──────── Entries supplied ────────

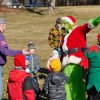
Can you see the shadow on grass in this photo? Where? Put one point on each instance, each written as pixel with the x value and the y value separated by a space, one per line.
pixel 37 11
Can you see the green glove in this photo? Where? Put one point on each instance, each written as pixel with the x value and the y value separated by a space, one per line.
pixel 95 21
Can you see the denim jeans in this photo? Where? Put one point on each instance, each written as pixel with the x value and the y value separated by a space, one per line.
pixel 1 82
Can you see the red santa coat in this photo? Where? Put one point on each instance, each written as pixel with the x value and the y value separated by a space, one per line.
pixel 15 86
pixel 75 39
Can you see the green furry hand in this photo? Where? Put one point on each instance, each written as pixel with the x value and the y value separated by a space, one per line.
pixel 95 21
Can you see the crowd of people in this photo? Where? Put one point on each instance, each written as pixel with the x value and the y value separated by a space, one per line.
pixel 72 61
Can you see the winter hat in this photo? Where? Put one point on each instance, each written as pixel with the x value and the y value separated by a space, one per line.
pixel 69 19
pixel 58 20
pixel 98 36
pixel 31 46
pixel 19 61
pixel 2 21
pixel 55 65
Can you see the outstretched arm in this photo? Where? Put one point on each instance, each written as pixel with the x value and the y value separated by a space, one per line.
pixel 94 22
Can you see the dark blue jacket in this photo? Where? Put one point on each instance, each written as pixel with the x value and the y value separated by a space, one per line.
pixel 5 51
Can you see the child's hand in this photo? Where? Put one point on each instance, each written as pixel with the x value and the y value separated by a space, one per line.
pixel 26 62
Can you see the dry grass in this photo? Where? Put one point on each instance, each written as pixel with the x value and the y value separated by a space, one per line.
pixel 24 26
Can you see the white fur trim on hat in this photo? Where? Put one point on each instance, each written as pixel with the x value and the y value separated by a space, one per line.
pixel 68 20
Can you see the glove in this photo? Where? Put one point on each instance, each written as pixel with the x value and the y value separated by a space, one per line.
pixel 84 63
pixel 95 21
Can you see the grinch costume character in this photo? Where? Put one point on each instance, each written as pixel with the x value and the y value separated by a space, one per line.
pixel 74 46
pixel 93 85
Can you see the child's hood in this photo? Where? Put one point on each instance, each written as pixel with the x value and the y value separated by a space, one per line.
pixel 17 75
pixel 58 79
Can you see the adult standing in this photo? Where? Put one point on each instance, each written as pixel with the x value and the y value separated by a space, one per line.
pixel 5 51
pixel 74 47
pixel 93 84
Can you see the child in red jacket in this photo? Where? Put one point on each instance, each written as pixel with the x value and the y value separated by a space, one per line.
pixel 20 82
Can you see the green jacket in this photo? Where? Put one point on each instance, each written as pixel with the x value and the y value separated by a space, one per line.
pixel 93 55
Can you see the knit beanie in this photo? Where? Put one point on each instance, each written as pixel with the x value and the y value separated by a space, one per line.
pixel 70 19
pixel 55 65
pixel 31 46
pixel 19 61
pixel 58 21
pixel 98 36
pixel 2 21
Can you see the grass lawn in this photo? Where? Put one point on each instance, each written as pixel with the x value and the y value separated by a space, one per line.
pixel 24 26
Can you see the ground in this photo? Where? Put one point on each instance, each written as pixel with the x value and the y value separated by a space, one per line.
pixel 24 26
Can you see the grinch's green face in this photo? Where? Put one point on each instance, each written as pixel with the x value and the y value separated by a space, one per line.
pixel 66 26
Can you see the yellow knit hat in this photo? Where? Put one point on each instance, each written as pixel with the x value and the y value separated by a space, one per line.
pixel 55 65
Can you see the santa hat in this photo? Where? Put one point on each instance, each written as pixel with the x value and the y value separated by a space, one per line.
pixel 55 65
pixel 69 19
pixel 19 61
pixel 98 36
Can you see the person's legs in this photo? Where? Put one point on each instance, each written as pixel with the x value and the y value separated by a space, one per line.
pixel 0 82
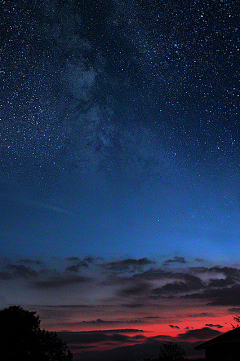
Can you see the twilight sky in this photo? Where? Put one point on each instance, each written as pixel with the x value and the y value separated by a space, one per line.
pixel 119 170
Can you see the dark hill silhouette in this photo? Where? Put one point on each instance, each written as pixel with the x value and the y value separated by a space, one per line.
pixel 21 338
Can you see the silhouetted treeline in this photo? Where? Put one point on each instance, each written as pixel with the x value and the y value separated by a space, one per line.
pixel 21 338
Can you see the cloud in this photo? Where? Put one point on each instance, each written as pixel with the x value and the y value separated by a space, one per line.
pixel 21 271
pixel 5 276
pixel 172 326
pixel 137 289
pixel 199 334
pixel 127 264
pixel 227 296
pixel 92 337
pixel 175 259
pixel 234 310
pixel 60 281
pixel 78 263
pixel 189 283
pixel 30 261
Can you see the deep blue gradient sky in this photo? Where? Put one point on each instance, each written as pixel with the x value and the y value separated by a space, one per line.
pixel 120 128
pixel 119 134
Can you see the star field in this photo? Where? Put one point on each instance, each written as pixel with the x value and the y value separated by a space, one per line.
pixel 120 148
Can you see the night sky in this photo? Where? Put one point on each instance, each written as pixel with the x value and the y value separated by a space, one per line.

────────

Problem to work on -> Output the data exactly as it is, with the pictures dropped.

Problem solution ->
Can you see the shadow on grass in this photo? Where? Put one point on each instance, each written as pixel with the x value and the y value separated by a space, one per line.
pixel 37 11
Can you see the green glove in this photo? Where? Put one point on each instance, each written as pixel with the x value and the y value separated by a space, one per line.
pixel 95 21
Can you see the denim jeans in this photo? Where? Put one point on each instance, each written as pixel with the x value and the y value separated by a space, one per line.
pixel 1 82
Can you see the red santa coat in this photo? Where? Put one point on each instance, each written as pixel with the x value and the y value separated by a space, one per line.
pixel 15 86
pixel 75 39
Can you see the green furry hand in this photo? Where? Put one point on each instance, each written as pixel with the x value and the y value separated by a space, one per line.
pixel 95 21
Can you see the crowd of people in this photo? Where? Put one point on each instance, each written as pixel with the x value and the y value separated by a space, one per line.
pixel 72 61
Can you see the winter hat in this photo? Where? Put one point on each instance, each written as pixel with the x value and the y value separated by a space, one per line.
pixel 69 19
pixel 58 20
pixel 98 36
pixel 31 46
pixel 19 61
pixel 2 21
pixel 55 65
Can you see the outstretched arm in this photo? Where? Put one point on each instance, each written as pixel with the x value and the y value separated by a space, one per line.
pixel 94 22
Can you see the dark blue jacket in this photo? Where? Put one point on each instance, each written as pixel with the x value and the y value separated by a space, one per line.
pixel 5 51
Can you see the child's hand in this photo? Where? Put one point on each instance, each written as pixel with the x value and the y value separated by a space, one per line.
pixel 26 62
Can you see the dry grass in this photo? Where? Put one point on each instance, each written as pixel with the x value and the y value separated by a space, one per line.
pixel 24 26
Can you see the white fur trim on hat in this photo? Where? Put one point on each instance, each written as pixel with the x value and the y value separated by a space, one per line.
pixel 68 20
Can you see the glove in this photo? Where? Put one point on each instance, each written as pixel with the x value and the y value separated by a space, one per line.
pixel 84 63
pixel 95 21
Can you see the grinch costume character in this photo? Where? Put one point on each instance, each written as pixel with the x value and the y value separated by a space, one per line.
pixel 74 46
pixel 93 85
Can you see the child's hood in this photo? Where? Put one point on each instance, each written as pixel with the x value and the y value separated by a space, one per line.
pixel 17 75
pixel 58 79
Can you see the adult standing in this photo? Where? Put one point on each instance, each written as pixel with the x value and the y value separated by a space, one per line.
pixel 5 51
pixel 74 47
pixel 93 84
Can you see the child in red jacket in this photo? Where? Put one point on each instance, each written as pixel with the x value and the y value separated by a space, one per line.
pixel 20 82
Can you see the green jacket in this photo? Where? Put one point on each instance, each written as pixel with the x value and the y value separated by a space, one per line.
pixel 93 55
Can you see the knit beanie in this photo? Where? Put one point on each instance, each written as pixel with the x value and the y value separated by a space, one per line.
pixel 70 19
pixel 55 65
pixel 31 46
pixel 19 61
pixel 58 21
pixel 98 36
pixel 2 21
Can you see the grass lawn in this photo? Where? Put one point on each instance, each written as pixel with the x value and the y value separated by a space, one per line.
pixel 24 26
Can you see the ground in this photo? Where? Put one point on each instance, each written as pixel with the x value and the y value separated by a space, one per line.
pixel 24 26
Can you see the grinch's green face in this photo? Where? Put one point on each instance, each written as pixel with the x value and the y value separated by a space, one per line.
pixel 66 26
Can you see the yellow knit hat in this photo? Where? Put one point on each instance, each written as pixel with the x value and the y value separated by a space, one per line.
pixel 55 65
Can you see the santa hat in this photo? Where? Put one point on each instance, each written as pixel with the x value and the y value separated by a space, one per line.
pixel 55 65
pixel 69 19
pixel 19 61
pixel 98 36
Can you see the person's legs in this photo? Where? Put one point on each instance, each written as pixel with the x value and the y value separated by a space, one per line.
pixel 0 82
Can you see the twilight sky in this photo? Where? Put one point on each instance, each written as pixel with the x value and the y value separated by a space, one per line.
pixel 119 170
Can you see the dark hill silhouette in this photo? Where? Put one point on each instance, each written as pixel with the x value and the y value separated by a space, one per line.
pixel 21 338
Can you see the silhouetted treeline in this photo? Where? Put one point on each instance, each written as pixel with the x value and the y value separated by a space, one per line.
pixel 21 338
Can you see the cloud in this photo? Where? Put one point on each instance, each written as pixel with the x value and the y value separated by a space, one per line.
pixel 21 271
pixel 5 276
pixel 172 326
pixel 137 289
pixel 199 334
pixel 127 264
pixel 227 296
pixel 92 337
pixel 175 259
pixel 234 310
pixel 60 281
pixel 78 263
pixel 189 283
pixel 30 261
Can you see the deep blue gradient sky in this photo? Where? Put one point on each instance, each written as pixel with the x value and the y value separated by a space, one per line.
pixel 120 128
pixel 119 134
Can you see the star field in this photo? Where? Put one point on each instance, each written as pixel with the x value and the y value separated by a space, one per line.
pixel 120 148
Can you see the night sky in this photo? Where? Put one point on each instance, each written as pixel with the x value and the y value separated by a space, one per line.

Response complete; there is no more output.